### What is being asked
Copy out every line of the records below word for word, leaving out the pictures.

### Extracted data
>>>>
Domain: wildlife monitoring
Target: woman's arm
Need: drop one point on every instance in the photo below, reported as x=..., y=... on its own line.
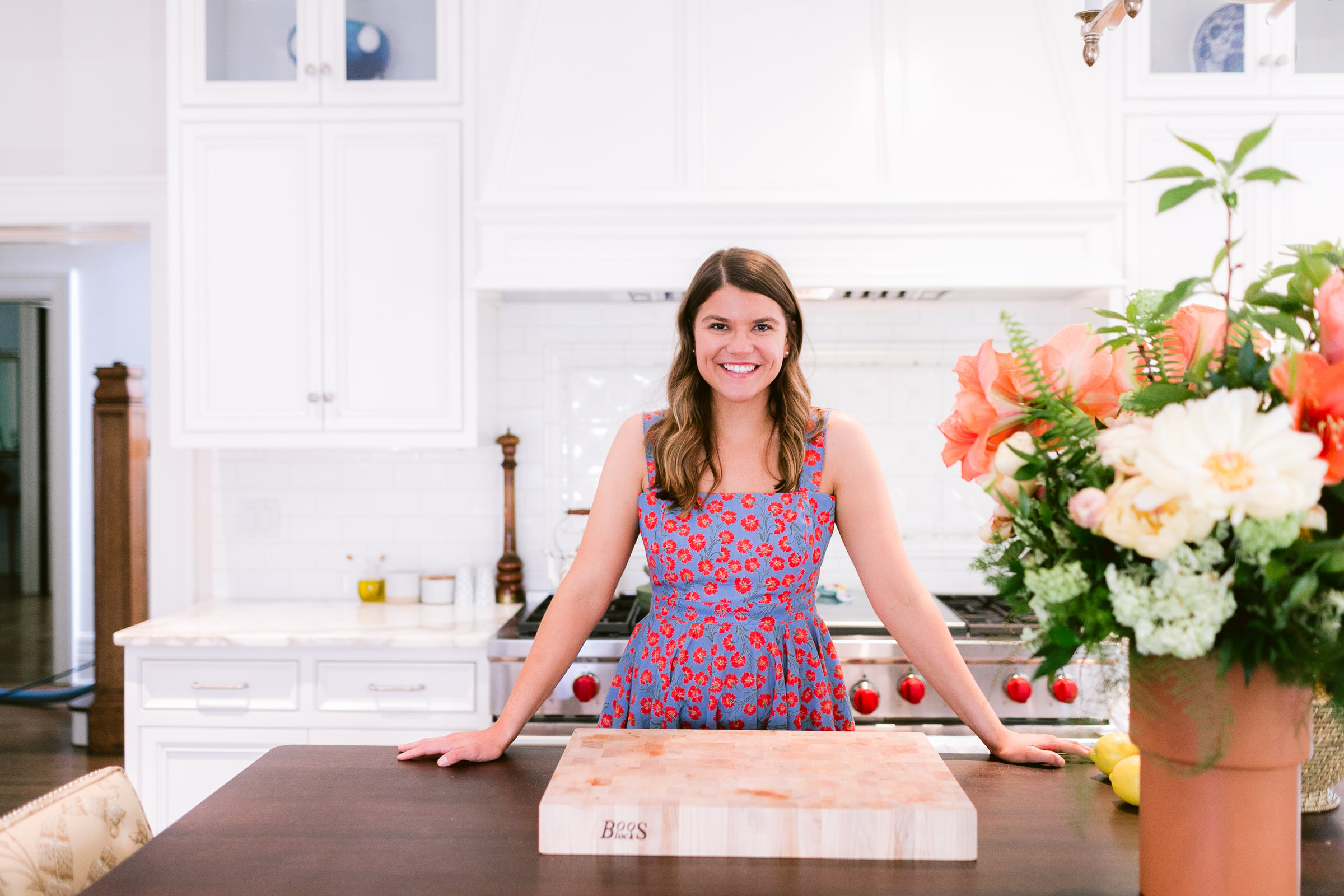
x=869, y=528
x=580, y=602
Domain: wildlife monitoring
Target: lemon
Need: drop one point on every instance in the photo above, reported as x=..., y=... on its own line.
x=1112, y=749
x=1124, y=780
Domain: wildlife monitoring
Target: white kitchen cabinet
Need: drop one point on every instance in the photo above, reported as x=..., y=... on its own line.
x=252, y=278
x=1190, y=49
x=331, y=53
x=393, y=309
x=182, y=766
x=321, y=284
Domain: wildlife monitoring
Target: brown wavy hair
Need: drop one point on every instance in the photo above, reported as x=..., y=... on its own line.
x=683, y=440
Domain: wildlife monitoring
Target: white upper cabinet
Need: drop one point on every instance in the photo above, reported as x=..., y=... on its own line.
x=393, y=314
x=252, y=278
x=320, y=52
x=1215, y=49
x=321, y=285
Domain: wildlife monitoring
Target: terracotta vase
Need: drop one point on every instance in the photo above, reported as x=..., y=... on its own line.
x=1220, y=778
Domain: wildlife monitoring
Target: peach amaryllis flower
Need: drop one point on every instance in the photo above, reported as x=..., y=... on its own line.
x=990, y=409
x=995, y=393
x=1315, y=390
x=1194, y=332
x=1329, y=309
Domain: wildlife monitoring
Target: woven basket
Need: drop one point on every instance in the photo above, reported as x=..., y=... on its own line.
x=1324, y=770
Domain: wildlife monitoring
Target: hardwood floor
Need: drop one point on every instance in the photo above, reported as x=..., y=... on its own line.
x=35, y=753
x=25, y=636
x=37, y=757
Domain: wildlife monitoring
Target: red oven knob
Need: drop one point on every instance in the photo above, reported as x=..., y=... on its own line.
x=1065, y=688
x=586, y=687
x=912, y=689
x=1018, y=689
x=865, y=699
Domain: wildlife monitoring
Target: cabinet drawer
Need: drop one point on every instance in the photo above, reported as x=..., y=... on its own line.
x=223, y=684
x=397, y=687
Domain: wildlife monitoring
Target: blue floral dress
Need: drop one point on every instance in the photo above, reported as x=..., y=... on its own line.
x=733, y=638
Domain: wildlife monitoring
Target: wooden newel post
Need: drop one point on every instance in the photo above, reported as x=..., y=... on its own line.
x=120, y=539
x=508, y=581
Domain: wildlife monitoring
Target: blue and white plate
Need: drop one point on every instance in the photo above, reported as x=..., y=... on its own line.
x=1220, y=42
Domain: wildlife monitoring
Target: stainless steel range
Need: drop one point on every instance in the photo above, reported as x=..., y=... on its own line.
x=885, y=687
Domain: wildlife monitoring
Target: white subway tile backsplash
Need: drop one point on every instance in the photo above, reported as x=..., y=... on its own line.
x=568, y=374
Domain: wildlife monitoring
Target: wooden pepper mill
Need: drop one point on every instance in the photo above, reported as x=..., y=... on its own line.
x=508, y=581
x=120, y=540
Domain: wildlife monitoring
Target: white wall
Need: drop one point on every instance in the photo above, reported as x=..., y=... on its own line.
x=111, y=288
x=284, y=521
x=82, y=88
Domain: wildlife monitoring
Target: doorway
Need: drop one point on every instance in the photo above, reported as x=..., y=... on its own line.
x=26, y=595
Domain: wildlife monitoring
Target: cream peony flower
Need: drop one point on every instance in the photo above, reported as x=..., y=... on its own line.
x=1154, y=533
x=1009, y=461
x=1222, y=457
x=1120, y=445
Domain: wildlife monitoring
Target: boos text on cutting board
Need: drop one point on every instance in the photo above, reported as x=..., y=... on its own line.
x=624, y=830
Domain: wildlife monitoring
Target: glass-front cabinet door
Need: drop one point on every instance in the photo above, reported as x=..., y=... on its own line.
x=1198, y=49
x=1309, y=50
x=320, y=52
x=391, y=52
x=1217, y=49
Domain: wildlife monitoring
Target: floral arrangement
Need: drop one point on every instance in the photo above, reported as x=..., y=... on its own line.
x=1173, y=477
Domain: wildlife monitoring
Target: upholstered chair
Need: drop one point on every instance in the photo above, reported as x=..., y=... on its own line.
x=66, y=840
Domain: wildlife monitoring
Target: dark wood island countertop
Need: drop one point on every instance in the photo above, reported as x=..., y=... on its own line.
x=353, y=820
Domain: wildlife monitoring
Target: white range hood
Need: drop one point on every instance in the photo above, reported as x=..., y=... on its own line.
x=861, y=142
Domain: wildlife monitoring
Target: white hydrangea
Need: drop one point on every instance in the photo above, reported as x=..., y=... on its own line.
x=1179, y=610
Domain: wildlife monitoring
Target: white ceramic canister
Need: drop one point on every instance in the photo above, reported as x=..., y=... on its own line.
x=437, y=589
x=484, y=586
x=401, y=587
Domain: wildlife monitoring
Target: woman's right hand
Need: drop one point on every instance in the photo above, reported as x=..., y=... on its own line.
x=471, y=746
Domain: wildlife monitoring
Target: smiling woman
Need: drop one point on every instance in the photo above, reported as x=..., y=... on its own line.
x=736, y=492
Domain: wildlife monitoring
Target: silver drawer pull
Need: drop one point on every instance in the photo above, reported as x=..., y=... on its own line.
x=197, y=685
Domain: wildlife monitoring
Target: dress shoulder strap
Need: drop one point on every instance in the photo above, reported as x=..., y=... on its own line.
x=650, y=419
x=815, y=454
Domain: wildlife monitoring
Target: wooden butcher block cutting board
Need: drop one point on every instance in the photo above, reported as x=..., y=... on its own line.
x=804, y=794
<<<<
### Result for this task
Domain: wildlife monitoring
Target: woman's arm
Need: drop one point on every instance in the photo below, reported as x=..., y=... on its own line.
x=869, y=528
x=580, y=602
Domain: wildlife monitoring
Target: lemon
Need: drop one point on every instance in the photo above, reported as x=..., y=... on its own line.
x=1112, y=749
x=1124, y=780
Domain: wildlife monitoring
Target: white kitchen cabinet
Need: drop one point on every instance in the photo above, reported as x=..., y=... on its own line.
x=252, y=278
x=1190, y=49
x=331, y=53
x=393, y=309
x=182, y=766
x=321, y=284
Domain: wildlife monitoring
Target: brown wavy hair
Need: drop one point on every instance in the photo above, reported as x=..., y=... on its own line.
x=683, y=440
Domain: wildlife monitoring
Target: white upper cabinet
Need: drop one point on every instance in the photo above, reported as x=..., y=... on its own line.
x=393, y=314
x=252, y=278
x=320, y=52
x=1215, y=49
x=321, y=285
Domain: wildlife monitoring
Target: terracotta vase
Need: drop one point on every instance in the photo above, reported as x=..., y=... on its own line.
x=1220, y=778
Domain: wildlife monitoring
Target: peach amaryllis flower
Need: drop one point on every instance in the photo above, reported as x=..., y=... on its own line.
x=990, y=409
x=995, y=393
x=1315, y=390
x=1194, y=332
x=1329, y=309
Domain: wildlife monitoring
Target: woven basket
Need: drop one point on every instance in the photo above, reported as x=..., y=... on its own line.
x=1324, y=770
Domain: wildlife monitoring
Target: hardwood floor
Need: drop one point on every instance in the photo above, reported as x=..., y=... on its own line.
x=35, y=753
x=25, y=636
x=37, y=757
Domain: wildlife monitoring
Target: red oven knob
Need: drop one point on every instance in the photo above, reported as x=..., y=... on its own line.
x=1065, y=688
x=586, y=687
x=912, y=689
x=1018, y=689
x=865, y=699
Domain: wildlife monitoring
Target: cabinet drawer
Need: drop one point on every instance in the photo above, reported as x=..., y=... on its own line.
x=223, y=684
x=397, y=687
Domain: wildlife monitoring
Target: blue floral dress
Need: drop one point on every instance in the photo above, reported as x=..., y=... on its own line.
x=733, y=638
Domain: wildlife monitoring
Target: wooden newel post
Need: drop one point on every instance in the photo above, reported as x=..., y=... on its own line.
x=120, y=539
x=508, y=581
Domain: wildlife monitoring
Target: blue and white plate
Need: drop one point on every instance in the photo above, reported as x=..., y=... on its own line.
x=1220, y=42
Domain: wildlife monitoring
Target: stainless steel range
Need: drop one point on every instance in the photo above, reported as x=..., y=... on its own line.
x=885, y=687
Domain: wildlife monitoring
Target: white subway tile backsplash
Need: drop one point on every instance in the photo above, reported as x=..., y=... on its own line.
x=568, y=374
Domain: wildlife monitoring
Target: wooden pepper mill
Need: drop one point on every instance in the photo above, reported as x=..., y=... on its own line.
x=508, y=581
x=120, y=540
Domain: wildlife monitoring
Target: white wall
Need: drop one point on every instance in the photo above, reported as x=..., y=... on its own line.
x=111, y=288
x=284, y=521
x=82, y=88
Domain: wildlife monitoring
Target: doorway
Need: drop one point on every instance in the photo above, reported as x=..., y=... on its own line.
x=26, y=595
Domain: wildlife monitoring
Target: cream peony flower
Need: drop one point on every instance in the photo above, reported as x=..., y=... on its own line.
x=1154, y=533
x=1009, y=461
x=1222, y=457
x=1120, y=445
Domain: wildlife monitoring
Target: boos text on cutting board
Need: drop one point on every instance in the photo above, reported as x=..., y=... on its own line.
x=624, y=830
Domain: wildlife monitoring
Target: glass-front cabinet door
Need: drop one point on every instance in the photo above, reported as x=..., y=... on its own line.
x=1198, y=49
x=1309, y=50
x=320, y=52
x=391, y=52
x=1217, y=49
Domain: wildlife monitoring
Target: floral arrangement
Need: drop one point on every instance in the photo above, reported as x=..., y=... on its own line.
x=1173, y=477
Domain: wildlife monitoring
Target: upholstered chair
Need: drop one point on every instance in the photo above, reported as x=..., y=... on its own line.
x=66, y=840
Domain: wildlife monitoring
Target: dark wood island countertop
Need: drop one point on every instance in the photo above, reported as x=..., y=... on its own line.
x=353, y=820
Domain: wildlife monitoring
Target: white range hood
Need: drop one point on every instance in the photo above, reported as x=..., y=... on its own line.
x=861, y=142
Domain: wildlife monitoring
Target: white hydrangea
Need: drop one point on every instance in the photo above, reported as x=..., y=... on its own line.
x=1179, y=610
Domain: wildlife monitoring
Target: white ceramic canister
Need: drop one point on every instance in the photo above, reported as x=..., y=... on its own line.
x=437, y=589
x=484, y=586
x=401, y=587
Domain: wildlife monitoring
Target: woman's right hand
Need: drop one point on every instance in the photo above, reported as x=..., y=... on its own line.
x=471, y=746
Domain: wildlife monitoring
Target: smiling woman
Need: drop one point on every instance in the photo above, reported as x=..., y=... on its own line.
x=736, y=492
Domain: wildlife monitoring
Target: silver drawer pull
Need: drop one point on every instance in the photo above, reported as x=..., y=... on its own line.
x=197, y=685
Domain: wildlife monitoring
Target: dress shoulder strap
Need: drop one point on every instance in the photo above, reported as x=..., y=... on its own line.
x=650, y=419
x=815, y=454
Domain: wildlife monitoring
Target: wooden butcher block cutting board
Need: drop one point on every instance in the photo above, reported as x=..., y=... on its own line.
x=804, y=794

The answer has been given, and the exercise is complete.